• [Material for this task]:

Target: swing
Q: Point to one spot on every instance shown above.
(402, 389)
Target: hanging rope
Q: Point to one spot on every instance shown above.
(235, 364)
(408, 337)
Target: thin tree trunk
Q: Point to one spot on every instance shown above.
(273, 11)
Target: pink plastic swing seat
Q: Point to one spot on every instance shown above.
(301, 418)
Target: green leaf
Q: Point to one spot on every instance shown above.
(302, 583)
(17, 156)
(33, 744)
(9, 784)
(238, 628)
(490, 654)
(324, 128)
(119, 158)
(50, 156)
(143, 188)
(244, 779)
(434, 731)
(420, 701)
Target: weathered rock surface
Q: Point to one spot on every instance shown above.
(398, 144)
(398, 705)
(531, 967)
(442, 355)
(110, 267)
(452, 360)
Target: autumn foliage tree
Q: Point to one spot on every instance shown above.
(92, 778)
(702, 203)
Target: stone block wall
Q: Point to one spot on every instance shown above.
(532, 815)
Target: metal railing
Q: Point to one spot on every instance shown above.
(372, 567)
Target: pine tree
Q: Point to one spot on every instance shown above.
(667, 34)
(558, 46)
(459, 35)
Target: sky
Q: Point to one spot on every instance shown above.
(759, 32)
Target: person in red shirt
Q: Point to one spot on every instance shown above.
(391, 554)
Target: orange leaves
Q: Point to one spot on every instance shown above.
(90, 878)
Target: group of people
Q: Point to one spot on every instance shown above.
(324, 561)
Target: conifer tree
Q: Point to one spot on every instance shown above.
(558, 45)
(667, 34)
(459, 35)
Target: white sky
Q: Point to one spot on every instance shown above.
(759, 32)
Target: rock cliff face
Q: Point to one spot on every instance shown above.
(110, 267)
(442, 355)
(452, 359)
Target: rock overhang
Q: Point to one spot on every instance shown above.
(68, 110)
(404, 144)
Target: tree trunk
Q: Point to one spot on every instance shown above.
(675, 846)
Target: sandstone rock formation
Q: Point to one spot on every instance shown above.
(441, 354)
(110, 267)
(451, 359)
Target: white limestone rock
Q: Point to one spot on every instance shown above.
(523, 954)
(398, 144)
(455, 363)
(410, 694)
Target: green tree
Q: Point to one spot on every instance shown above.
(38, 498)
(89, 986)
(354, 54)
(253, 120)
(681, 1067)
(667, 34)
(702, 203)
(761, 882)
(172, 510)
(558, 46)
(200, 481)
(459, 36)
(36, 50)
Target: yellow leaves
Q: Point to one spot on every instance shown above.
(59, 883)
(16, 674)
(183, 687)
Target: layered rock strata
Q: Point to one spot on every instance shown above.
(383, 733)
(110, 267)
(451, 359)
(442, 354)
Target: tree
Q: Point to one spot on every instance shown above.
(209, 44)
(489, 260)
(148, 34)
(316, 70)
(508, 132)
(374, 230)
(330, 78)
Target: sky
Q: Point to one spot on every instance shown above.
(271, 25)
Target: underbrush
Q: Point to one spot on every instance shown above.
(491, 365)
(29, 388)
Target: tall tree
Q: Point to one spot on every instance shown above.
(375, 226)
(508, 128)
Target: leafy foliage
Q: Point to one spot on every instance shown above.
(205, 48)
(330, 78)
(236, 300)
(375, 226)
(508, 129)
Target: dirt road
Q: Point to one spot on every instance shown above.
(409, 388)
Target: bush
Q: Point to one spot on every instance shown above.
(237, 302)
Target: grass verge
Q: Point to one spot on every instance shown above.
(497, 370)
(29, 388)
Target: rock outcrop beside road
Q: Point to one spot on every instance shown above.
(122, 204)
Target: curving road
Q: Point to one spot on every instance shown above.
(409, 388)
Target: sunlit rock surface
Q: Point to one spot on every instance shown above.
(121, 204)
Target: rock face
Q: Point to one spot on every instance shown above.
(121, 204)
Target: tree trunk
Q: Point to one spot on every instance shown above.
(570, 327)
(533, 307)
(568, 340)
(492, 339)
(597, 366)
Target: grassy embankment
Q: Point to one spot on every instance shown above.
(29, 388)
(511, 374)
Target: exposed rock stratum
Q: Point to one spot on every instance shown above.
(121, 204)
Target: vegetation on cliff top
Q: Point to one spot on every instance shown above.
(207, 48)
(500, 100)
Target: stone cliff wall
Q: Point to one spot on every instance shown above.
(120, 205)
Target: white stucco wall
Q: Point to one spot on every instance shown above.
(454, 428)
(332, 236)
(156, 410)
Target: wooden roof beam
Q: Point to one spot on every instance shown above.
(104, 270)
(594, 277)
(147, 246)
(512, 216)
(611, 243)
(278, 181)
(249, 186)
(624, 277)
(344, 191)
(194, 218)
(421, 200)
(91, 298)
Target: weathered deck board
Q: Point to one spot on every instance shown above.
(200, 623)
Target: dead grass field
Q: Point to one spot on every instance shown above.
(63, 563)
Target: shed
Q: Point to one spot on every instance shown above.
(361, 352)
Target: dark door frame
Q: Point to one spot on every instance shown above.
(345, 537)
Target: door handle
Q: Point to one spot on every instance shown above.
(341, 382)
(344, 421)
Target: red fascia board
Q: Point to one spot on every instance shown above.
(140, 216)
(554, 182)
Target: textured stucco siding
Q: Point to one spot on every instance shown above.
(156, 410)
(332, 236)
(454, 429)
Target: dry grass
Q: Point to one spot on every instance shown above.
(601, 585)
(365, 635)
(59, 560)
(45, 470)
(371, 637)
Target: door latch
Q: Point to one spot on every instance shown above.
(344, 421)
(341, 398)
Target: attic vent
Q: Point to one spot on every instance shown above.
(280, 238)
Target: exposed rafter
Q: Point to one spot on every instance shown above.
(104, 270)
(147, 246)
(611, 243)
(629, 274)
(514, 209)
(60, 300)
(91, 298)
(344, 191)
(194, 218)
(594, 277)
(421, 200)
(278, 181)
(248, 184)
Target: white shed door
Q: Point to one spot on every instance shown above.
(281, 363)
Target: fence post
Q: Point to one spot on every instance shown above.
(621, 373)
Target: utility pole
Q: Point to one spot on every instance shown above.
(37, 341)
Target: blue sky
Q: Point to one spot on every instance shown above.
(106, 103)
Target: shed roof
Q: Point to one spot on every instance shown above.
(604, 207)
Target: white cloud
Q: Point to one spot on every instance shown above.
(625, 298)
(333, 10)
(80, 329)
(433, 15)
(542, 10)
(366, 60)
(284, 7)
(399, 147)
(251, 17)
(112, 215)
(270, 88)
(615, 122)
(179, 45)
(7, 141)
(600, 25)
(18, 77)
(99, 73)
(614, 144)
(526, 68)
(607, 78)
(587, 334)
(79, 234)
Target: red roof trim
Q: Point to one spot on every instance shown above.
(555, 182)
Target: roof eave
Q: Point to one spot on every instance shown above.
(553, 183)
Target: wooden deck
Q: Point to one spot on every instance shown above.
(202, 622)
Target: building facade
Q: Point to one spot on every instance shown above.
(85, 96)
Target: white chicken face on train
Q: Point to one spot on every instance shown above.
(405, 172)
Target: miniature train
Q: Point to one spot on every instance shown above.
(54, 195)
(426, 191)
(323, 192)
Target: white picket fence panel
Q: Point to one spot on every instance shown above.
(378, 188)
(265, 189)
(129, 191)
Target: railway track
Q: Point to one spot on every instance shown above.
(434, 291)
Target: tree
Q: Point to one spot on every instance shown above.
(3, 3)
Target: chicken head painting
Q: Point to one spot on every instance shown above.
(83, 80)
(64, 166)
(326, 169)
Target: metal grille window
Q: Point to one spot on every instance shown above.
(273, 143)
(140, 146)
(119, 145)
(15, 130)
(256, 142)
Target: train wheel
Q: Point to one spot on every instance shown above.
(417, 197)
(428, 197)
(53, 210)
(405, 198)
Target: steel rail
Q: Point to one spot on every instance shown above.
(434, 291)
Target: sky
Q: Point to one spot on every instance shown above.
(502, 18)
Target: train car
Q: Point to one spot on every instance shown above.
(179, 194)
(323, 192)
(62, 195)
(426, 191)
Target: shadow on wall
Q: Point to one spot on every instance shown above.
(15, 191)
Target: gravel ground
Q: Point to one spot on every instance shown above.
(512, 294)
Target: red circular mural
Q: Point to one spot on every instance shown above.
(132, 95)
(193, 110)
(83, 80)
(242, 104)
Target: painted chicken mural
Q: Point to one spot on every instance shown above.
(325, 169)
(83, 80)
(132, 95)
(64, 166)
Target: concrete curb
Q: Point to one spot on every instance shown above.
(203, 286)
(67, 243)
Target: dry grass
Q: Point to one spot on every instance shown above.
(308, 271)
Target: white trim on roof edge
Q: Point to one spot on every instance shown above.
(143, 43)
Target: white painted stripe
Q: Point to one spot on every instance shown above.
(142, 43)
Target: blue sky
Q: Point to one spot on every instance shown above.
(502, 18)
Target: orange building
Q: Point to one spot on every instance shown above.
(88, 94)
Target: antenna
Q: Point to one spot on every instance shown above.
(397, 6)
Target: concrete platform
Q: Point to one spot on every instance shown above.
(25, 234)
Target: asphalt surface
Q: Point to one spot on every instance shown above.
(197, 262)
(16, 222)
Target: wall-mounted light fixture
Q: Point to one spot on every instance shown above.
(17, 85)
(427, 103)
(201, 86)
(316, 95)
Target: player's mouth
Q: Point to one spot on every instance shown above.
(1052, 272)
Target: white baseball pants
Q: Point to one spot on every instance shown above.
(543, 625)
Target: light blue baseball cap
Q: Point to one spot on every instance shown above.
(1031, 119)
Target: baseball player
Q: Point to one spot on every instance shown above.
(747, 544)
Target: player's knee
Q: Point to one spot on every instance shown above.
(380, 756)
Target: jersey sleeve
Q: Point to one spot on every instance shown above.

• [Directions]:
Starting at the line that contains "Target: white baseball pants" and ending at the final line of the listing, retype those lines verbatim.

• [Solution for this problem]:
Target: white baseball pants
Q: Point to one spot on every instance shown above.
(543, 625)
Target: light blue baseball cap
Q: Point to one spot on every instance shown above.
(1031, 119)
Target: baseball player
Q: Point to one spot on every instance shown above.
(747, 544)
Target: player's knee
Q: Point to one spot on every instance shown above.
(380, 756)
Target: jersey sleeve
Q: Point to one spot on every instance shown above.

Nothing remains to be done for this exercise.